#### Requests
[1] In the PM9 range report thread, after how many rounds did Steve S's pistol stop having failure-to-feed problems?
[2] Write what comes next in the PM9 range report thread, starting right after its last line.

# PM9 Range Report



## Steve S (Aug 12, 2009)

I purchased 2 PM9's. One for my wife and one for me. My wife's performed flawlessly from the first round.
Mine had continuous FTF problems on every box of ammo I put through it. Well after I reached 600 rounds the problem stopped. I put 200 rounds through this weekend. I used all different brands of ammo and no failures. My last box was 50 rounds of the defense ammo I use and again no issues. What a relief.
I guess some guns require a longer break-in period.


----------



## Glenn-SC (Sep 6, 2009)

I just took my new P9 to the range for the first time today.
My worked flawlessly.

A total of 159 rounds with 34 of those being JHP.

Everything fed, fired, and extracted perfectly.

I was looking for a small but not too small, light but not too light, easy to shoot, 9mm pistol.
I guess I found it.


----------



## James NM (Jan 4, 2007)

Steve S said:


> ...
> I guess some guns require a longer break-in period.


You are correct. The Kahr polymers are known for needing a break-in period.


----------



## Glenn-SC (Sep 6, 2009)

Mine required none.


----------



## Hollander (Feb 2, 2009)

Three FTE's in first 50 rounds, then perfection. Now about 350 through it. Love it. It does like to be well lubed. I personally use Mobil One synthetic ao all the guns and they seem to love it.


----------



## YFZsandrider (Feb 28, 2009)

Glenn-SC said:


> ....I was looking for a small but not too small, light but not too light, easy to shoot, 9mm pistol.
> I guess I found it.


+1!!:smt023:smt023

And I'll add to this by saying that I will propably never be able to part with my P9. When I'm sitting at home, and decide to run out for a minute... its the go to gun! So slim and light, it conceals effortlessly. Yet its large framed enough to be a very controllable and accurate pistol. It's gotta be the best conceal carry 9mm, *ounce for ounce*. Sure, I shoot all of my pistols a little better than my Kahr, but at less than 16 ounces, it weighs half of the lightest of them. It won't replace my 1911 or p228 for EDC, but when I have to have something unnoticeable, its definitely the Kahr.

Spend a few minutes with it at the range, and you wouldn't guess that you could make that small DAO poly 9mm shoot the way it does!


----------



## border bandit32 (Aug 8, 2009)

My PM9 ran fine right out of the box..... 330 rounds so far with no prblems at all!


----------



## recoilguy (Apr 30, 2009)

#### Entries shown
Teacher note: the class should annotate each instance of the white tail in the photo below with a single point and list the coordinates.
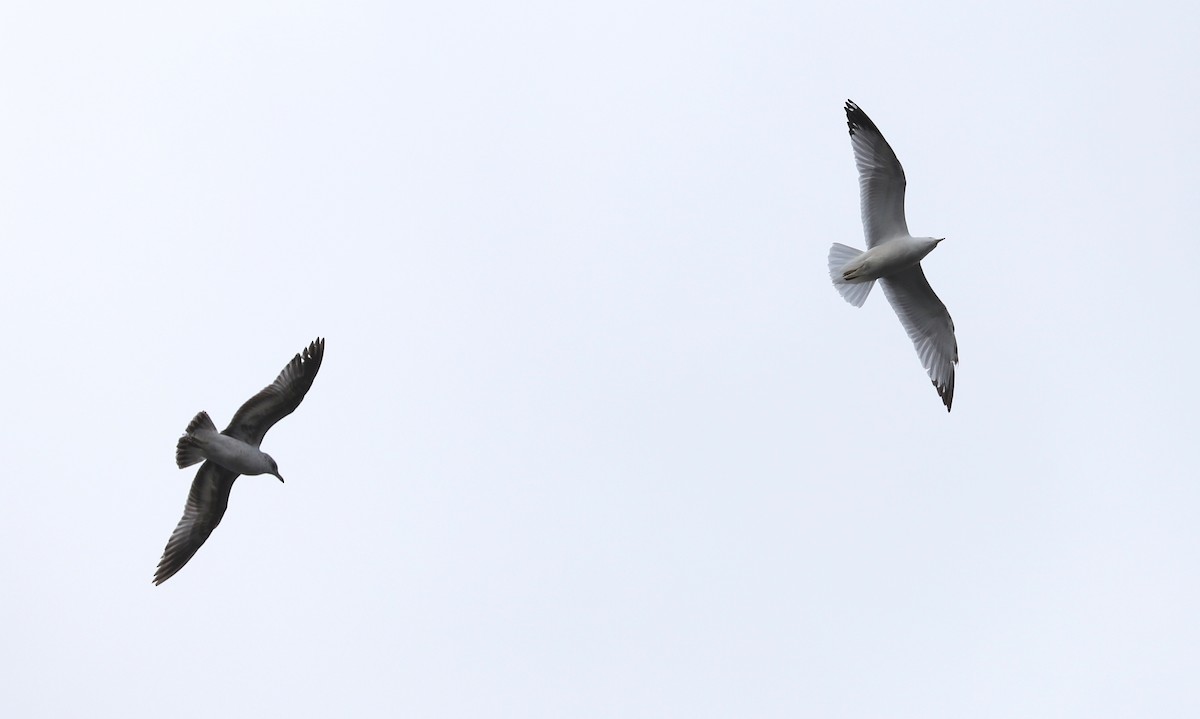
(852, 292)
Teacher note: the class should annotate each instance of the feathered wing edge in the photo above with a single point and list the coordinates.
(929, 325)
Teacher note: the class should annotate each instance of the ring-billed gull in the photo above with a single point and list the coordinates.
(893, 256)
(232, 453)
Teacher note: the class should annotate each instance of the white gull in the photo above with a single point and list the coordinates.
(229, 454)
(893, 256)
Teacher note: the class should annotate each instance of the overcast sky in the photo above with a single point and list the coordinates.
(594, 436)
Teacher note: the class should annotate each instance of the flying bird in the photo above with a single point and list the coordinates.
(893, 256)
(232, 453)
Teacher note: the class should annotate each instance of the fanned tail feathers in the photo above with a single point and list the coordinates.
(852, 292)
(187, 450)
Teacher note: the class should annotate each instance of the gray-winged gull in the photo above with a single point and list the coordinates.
(893, 256)
(232, 453)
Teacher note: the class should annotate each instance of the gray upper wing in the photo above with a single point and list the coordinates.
(881, 179)
(929, 325)
(279, 399)
(207, 503)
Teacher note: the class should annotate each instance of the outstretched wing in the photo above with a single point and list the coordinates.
(279, 399)
(929, 325)
(207, 503)
(881, 180)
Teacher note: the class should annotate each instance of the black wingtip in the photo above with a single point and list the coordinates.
(857, 119)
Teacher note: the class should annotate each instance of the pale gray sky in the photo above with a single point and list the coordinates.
(594, 436)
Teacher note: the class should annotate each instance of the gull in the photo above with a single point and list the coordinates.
(893, 256)
(232, 453)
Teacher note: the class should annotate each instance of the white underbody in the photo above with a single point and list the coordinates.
(887, 258)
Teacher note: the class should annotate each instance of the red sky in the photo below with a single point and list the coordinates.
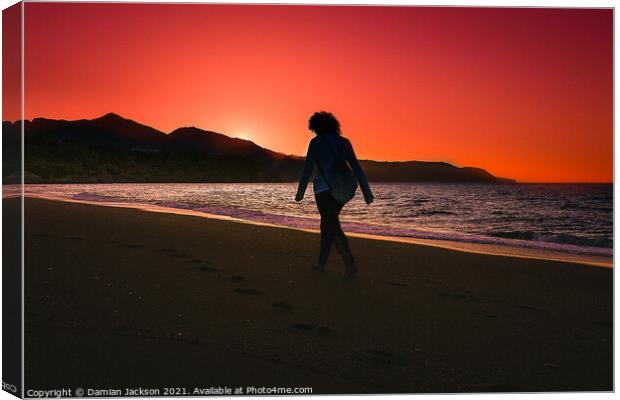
(523, 93)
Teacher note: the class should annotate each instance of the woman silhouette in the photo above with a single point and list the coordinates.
(321, 153)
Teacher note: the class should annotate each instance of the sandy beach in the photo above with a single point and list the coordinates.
(120, 298)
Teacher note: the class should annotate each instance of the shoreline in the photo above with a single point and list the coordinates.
(467, 247)
(117, 296)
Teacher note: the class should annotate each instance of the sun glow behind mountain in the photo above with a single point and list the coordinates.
(525, 93)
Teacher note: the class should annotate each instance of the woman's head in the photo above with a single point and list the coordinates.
(324, 123)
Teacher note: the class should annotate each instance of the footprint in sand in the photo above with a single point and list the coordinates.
(205, 269)
(248, 291)
(381, 357)
(281, 306)
(132, 246)
(178, 255)
(397, 284)
(234, 278)
(454, 295)
(530, 308)
(72, 238)
(305, 327)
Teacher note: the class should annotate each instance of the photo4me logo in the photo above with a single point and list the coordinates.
(8, 387)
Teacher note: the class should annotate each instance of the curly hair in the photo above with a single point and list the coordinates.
(324, 123)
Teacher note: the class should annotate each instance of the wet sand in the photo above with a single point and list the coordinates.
(120, 297)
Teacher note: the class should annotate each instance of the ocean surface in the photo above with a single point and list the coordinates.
(571, 218)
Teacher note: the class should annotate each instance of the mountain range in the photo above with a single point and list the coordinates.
(115, 149)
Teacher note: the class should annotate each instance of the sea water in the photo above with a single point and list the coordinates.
(571, 218)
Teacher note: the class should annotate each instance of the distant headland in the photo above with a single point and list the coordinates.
(113, 149)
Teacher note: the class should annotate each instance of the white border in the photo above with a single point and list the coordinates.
(479, 3)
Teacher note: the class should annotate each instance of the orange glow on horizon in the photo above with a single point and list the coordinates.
(525, 93)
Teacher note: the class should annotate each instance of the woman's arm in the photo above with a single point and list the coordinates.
(359, 172)
(305, 172)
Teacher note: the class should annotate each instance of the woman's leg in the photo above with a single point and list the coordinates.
(329, 217)
(342, 243)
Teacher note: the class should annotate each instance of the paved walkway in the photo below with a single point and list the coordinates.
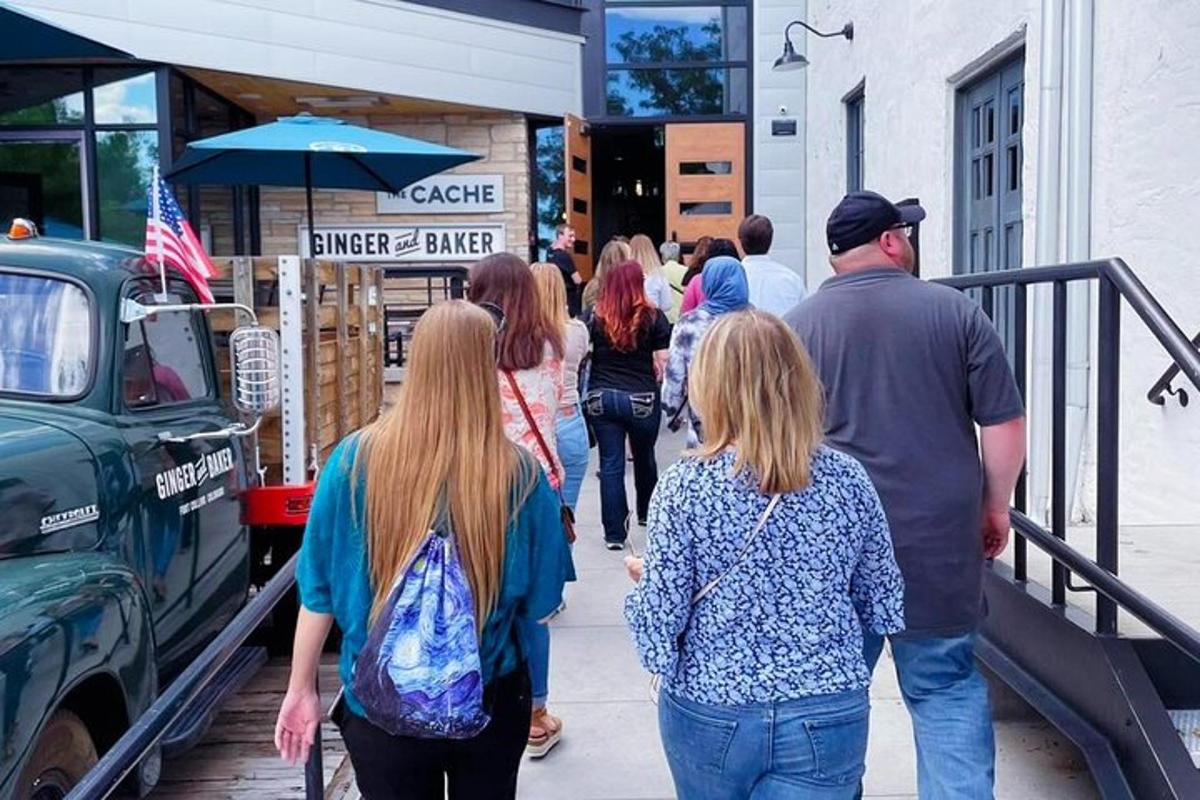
(611, 747)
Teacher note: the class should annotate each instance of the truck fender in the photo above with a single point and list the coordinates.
(76, 632)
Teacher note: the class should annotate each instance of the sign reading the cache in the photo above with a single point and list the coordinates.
(447, 194)
(406, 242)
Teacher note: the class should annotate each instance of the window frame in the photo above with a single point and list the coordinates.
(855, 104)
(132, 289)
(748, 64)
(94, 325)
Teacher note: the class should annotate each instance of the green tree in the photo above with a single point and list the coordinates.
(124, 163)
(551, 184)
(671, 91)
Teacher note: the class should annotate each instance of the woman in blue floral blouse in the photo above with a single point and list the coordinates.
(765, 690)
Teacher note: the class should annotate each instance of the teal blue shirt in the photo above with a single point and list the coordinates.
(333, 575)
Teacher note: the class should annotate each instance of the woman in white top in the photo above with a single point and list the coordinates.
(658, 288)
(571, 432)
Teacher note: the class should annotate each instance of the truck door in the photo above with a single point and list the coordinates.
(195, 551)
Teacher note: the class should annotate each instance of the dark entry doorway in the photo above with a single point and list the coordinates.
(628, 188)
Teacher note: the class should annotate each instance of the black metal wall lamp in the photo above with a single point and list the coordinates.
(793, 60)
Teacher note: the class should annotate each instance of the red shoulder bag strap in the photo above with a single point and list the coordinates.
(533, 426)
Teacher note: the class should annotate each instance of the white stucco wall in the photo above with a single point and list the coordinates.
(1146, 176)
(909, 55)
(384, 46)
(1145, 206)
(779, 163)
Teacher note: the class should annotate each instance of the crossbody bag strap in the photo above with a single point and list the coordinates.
(533, 423)
(745, 549)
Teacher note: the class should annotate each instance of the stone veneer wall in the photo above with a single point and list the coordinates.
(501, 138)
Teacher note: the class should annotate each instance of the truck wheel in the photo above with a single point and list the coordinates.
(61, 757)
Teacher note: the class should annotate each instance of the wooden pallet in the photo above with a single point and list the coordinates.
(343, 335)
(237, 758)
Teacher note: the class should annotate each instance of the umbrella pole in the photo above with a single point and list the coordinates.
(307, 188)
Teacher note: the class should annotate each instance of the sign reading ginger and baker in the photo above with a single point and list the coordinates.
(447, 194)
(383, 242)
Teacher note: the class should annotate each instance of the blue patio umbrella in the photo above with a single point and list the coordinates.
(315, 151)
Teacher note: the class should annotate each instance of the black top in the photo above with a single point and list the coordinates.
(628, 372)
(910, 368)
(565, 264)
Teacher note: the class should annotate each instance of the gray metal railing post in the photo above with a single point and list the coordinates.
(1108, 439)
(1020, 343)
(315, 767)
(1059, 440)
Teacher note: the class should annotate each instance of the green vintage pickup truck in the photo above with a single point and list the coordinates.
(123, 468)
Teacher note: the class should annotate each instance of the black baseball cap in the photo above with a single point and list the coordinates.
(863, 216)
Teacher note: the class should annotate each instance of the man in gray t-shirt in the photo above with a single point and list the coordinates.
(910, 370)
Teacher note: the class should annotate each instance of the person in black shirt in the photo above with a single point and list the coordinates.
(629, 347)
(559, 254)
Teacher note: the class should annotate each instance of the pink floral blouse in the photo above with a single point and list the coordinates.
(543, 390)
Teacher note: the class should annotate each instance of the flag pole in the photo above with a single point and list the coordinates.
(156, 206)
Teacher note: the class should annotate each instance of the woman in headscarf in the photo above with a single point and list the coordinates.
(725, 290)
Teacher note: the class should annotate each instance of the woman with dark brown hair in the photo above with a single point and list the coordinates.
(629, 344)
(529, 365)
(697, 258)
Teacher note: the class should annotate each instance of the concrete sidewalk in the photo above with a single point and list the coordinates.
(611, 750)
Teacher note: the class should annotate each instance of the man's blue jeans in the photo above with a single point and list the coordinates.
(951, 713)
(571, 433)
(811, 747)
(613, 415)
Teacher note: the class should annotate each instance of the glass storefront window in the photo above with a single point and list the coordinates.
(677, 34)
(41, 96)
(124, 97)
(677, 91)
(40, 180)
(125, 164)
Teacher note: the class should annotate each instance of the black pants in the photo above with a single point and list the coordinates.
(484, 768)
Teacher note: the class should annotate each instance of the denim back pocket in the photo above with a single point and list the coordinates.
(839, 744)
(695, 739)
(593, 403)
(642, 404)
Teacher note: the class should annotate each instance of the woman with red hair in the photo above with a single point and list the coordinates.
(629, 347)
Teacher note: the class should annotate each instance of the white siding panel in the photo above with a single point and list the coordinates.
(394, 48)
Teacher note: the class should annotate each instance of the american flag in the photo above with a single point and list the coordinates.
(172, 236)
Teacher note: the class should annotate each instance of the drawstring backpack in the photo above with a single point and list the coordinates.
(420, 673)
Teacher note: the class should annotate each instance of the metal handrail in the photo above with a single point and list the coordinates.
(1164, 382)
(1156, 618)
(145, 733)
(1182, 350)
(1116, 282)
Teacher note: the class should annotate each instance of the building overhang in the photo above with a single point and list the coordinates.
(25, 37)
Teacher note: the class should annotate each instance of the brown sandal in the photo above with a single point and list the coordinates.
(545, 732)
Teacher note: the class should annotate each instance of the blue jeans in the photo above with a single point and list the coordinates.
(616, 414)
(951, 713)
(535, 643)
(813, 747)
(571, 433)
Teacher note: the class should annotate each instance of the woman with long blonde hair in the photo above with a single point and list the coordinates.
(571, 432)
(436, 464)
(658, 290)
(613, 253)
(767, 557)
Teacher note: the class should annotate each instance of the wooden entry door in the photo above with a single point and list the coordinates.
(706, 182)
(577, 180)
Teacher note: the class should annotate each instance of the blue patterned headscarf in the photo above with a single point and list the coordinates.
(725, 286)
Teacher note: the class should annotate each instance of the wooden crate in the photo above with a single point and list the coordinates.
(343, 337)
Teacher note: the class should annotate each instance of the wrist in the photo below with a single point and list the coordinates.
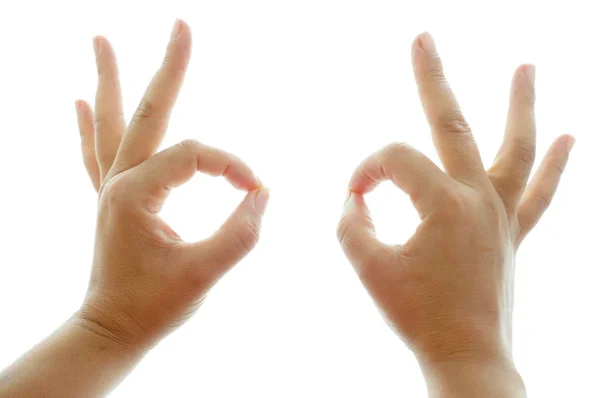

#### Set of answers
[1] After he reached 600 rounds.

[2]
Its a good thing you didn't just cash it in riight away because someone else would have had a great gun and you would have had a bad taste concerning Kahrs. I love my Kahr carry it every day. It is the one gun I handle every single day. I have a lot of shot through it too. Cant carry a gun you arent fimiliar with.

RCG


----------



## Steve S (Aug 12, 2009)

I think what gave me the patience to work it out was the fact that my wife had one with no issues. The other reason is that I am more accurate with the PM9 than any of my Glocks.


----------



## Yankee Station (Oct 4, 2009)

*Decision*

My favorite gunshop has two Rohrbaugh 9mm's in stock, and I'm in a quandry as to what to do. I own 3 Kahr's, a K9, MK9, and a PM9. The PM 9 is a handfull to shoot, but the Rohrbaugh is 3 oz. lighter, and must be like grabbing onto an electric fence to shoot. I don't think it would conceal any better than the PM9, and has a better track record for problems.


----------



## packinaglock (Aug 31, 2009)

Glenn-SC said:


> Mine required none.


Same here


----------



## packinaglock (Aug 31, 2009)

Hollander said:


> Three FTE's in first 50 rounds, then perfection. Now about 350 through it. Love it. It does like to be well lubed. I personally use Mobil One synthetic ao all the guns and they seem to love it.


I've been hearing a lot of this, I gotta try it.


----------



## wagon (Sep 26, 2009)

I've been using RemOil but I can't tell a different anyway from one with another anyway. I am loaded with M1 0W40 in the garage.. should that work, too, in your opinion? Thanks in advance.



Hollander said:


> I personally use Mobil One synthetic ao all the guns and they seem to love it.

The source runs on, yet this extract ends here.